> **Auszug zum Lesen**:
------------------------------------

Trotz der entwickelten Fähigkeit der Schau bleibt das über der Polarität Gottheit—Mensch (1—5) stehende Dritte immer ein weitgehend Unbekanntes aus einer höheren Dimension. Aus diesem Höheren heraus entsteht das, was wir Schicksal nennen. Es hat die Funktion eines „Ochsenstachels“. Dessen Aufgabe es ist, die wenig bewussten Erdkräfte (Ochsen) im Sinne einer hohen Eintracht zu führen. Aus der irdischen Perspektive der Linearität entsteht durch das Herunterbrechen des Höheren in die Ebene der Linearität die Zahlenfolge 1-2-30. Sie erfasst die Dreizahl im Irdischen, obwohl sie ihrem Wesen nach der höheren Dimension zugehört. Um das abzubilden, wird die so gesehene 3 als 30 belegt. Der Buchstabe mit dem Zahlenwert 30 ist das Lamed (ל), der 12. des hebräischen Alphabets.

Die Zahlenfolge 1-2-30 kommt in der Genesis neunmal vor. Sie symbolisiert den Zustand von „Gewissheit“ und den Zustand von dessen zutiefst negativen Erscheinen, die „Trauer“. Bei dem neunmaligen Vorkommen wird der Begriff in der Bedeutung von „Gewissheit“ bezeichnender Weise nur beim ersten und beim fünften Vorkommen gebraucht (siehe 1—5).

------------------------------------

> **Erfasste Daten**:
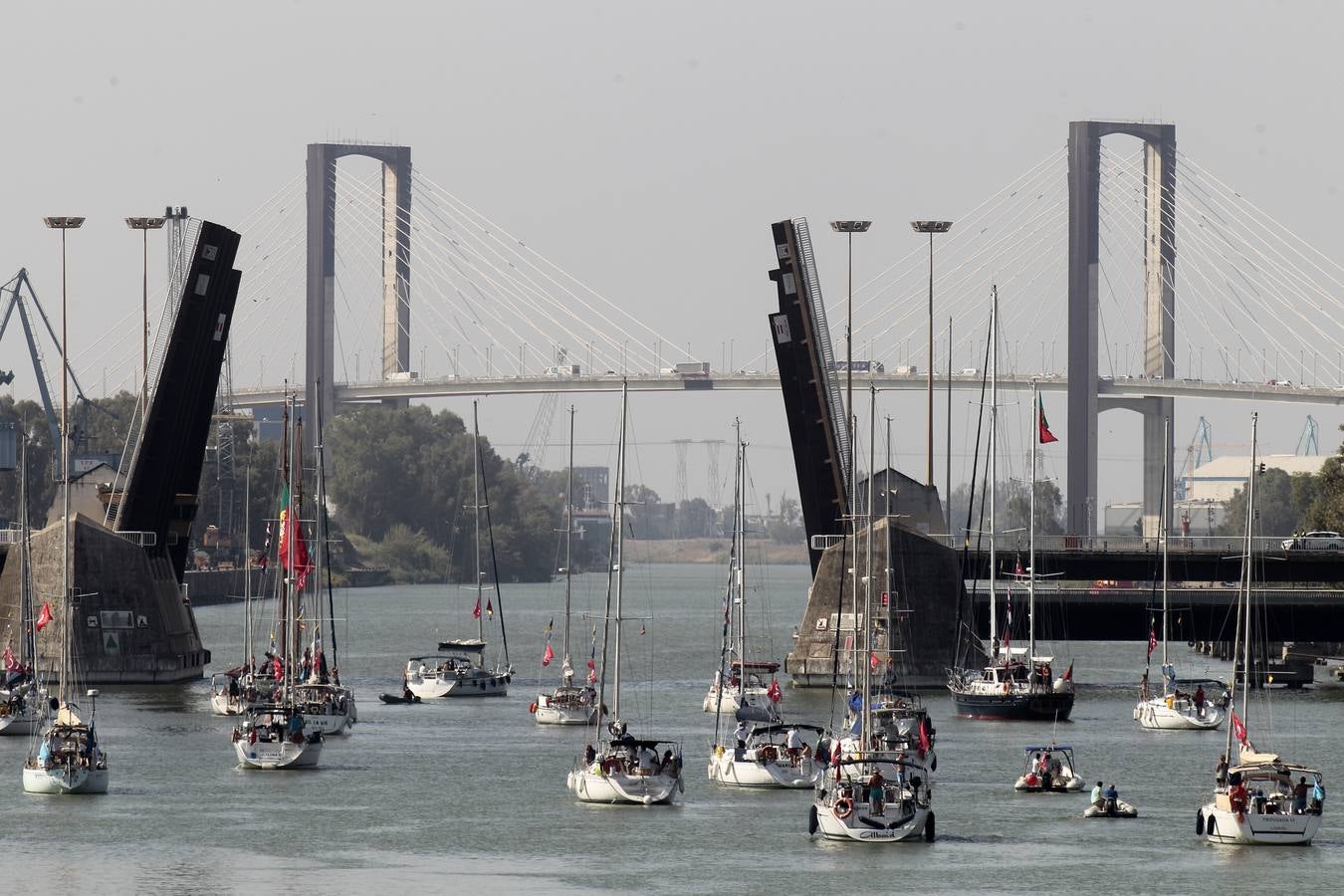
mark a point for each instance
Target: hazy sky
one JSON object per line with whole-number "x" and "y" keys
{"x": 624, "y": 138}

------------------------------------

Kannst du den Auszug über die Zahlenfolge 1-2-30 vollständig und wortgetreu herausziehen? Das Material stammt aus einer anderen Quelle.

Trotz der entwickelten Fähigkeit der Schau bleibt das über der Polarität Gottheit—Mensch (1—5) stehende Dritte immer ein weitgehend Unbekanntes aus einer höheren Dimension. Aus diesem Höheren heraus entsteht das, was wir Schicksal nennen. Es hat die Funktion eines „Ochsenstachels“. Dessen Aufgabe es ist, die wenig bewussten Erdkräfte (Ochsen) im Sinne einer hohen Eintracht zu führen. Aus der irdischen Perspektive der Linearität entsteht durch das Herunterbrechen des Höheren in die Ebene der Linearität die Zahlenfolge 1-2-30. Sie erfasst die Dreizahl im Irdischen, obwohl sie ihrem Wesen nach der höheren Dimension zugehört. Um das abzubilden, wird die so gesehene 3 als 30 belegt. Der Buchstabe mit dem Zahlenwert 30 ist das Lamed (ל), der 12. des hebräischen Alphabets.

Die Zahlenfolge 1-2-30 kommt in der Genesis neunmal vor. Sie symbolisiert den Zustand von „Gewissheit“ und den Zustand von dessen zutiefst negativen Erscheinen, die „Trauer“. Bei dem neunmaligen Vorkommen wird der Begriff in der Bedeutung von „Gewissheit“ bezeichnender Weise nur beim ersten und beim fünften Vorkommen gebraucht (siehe 1—5).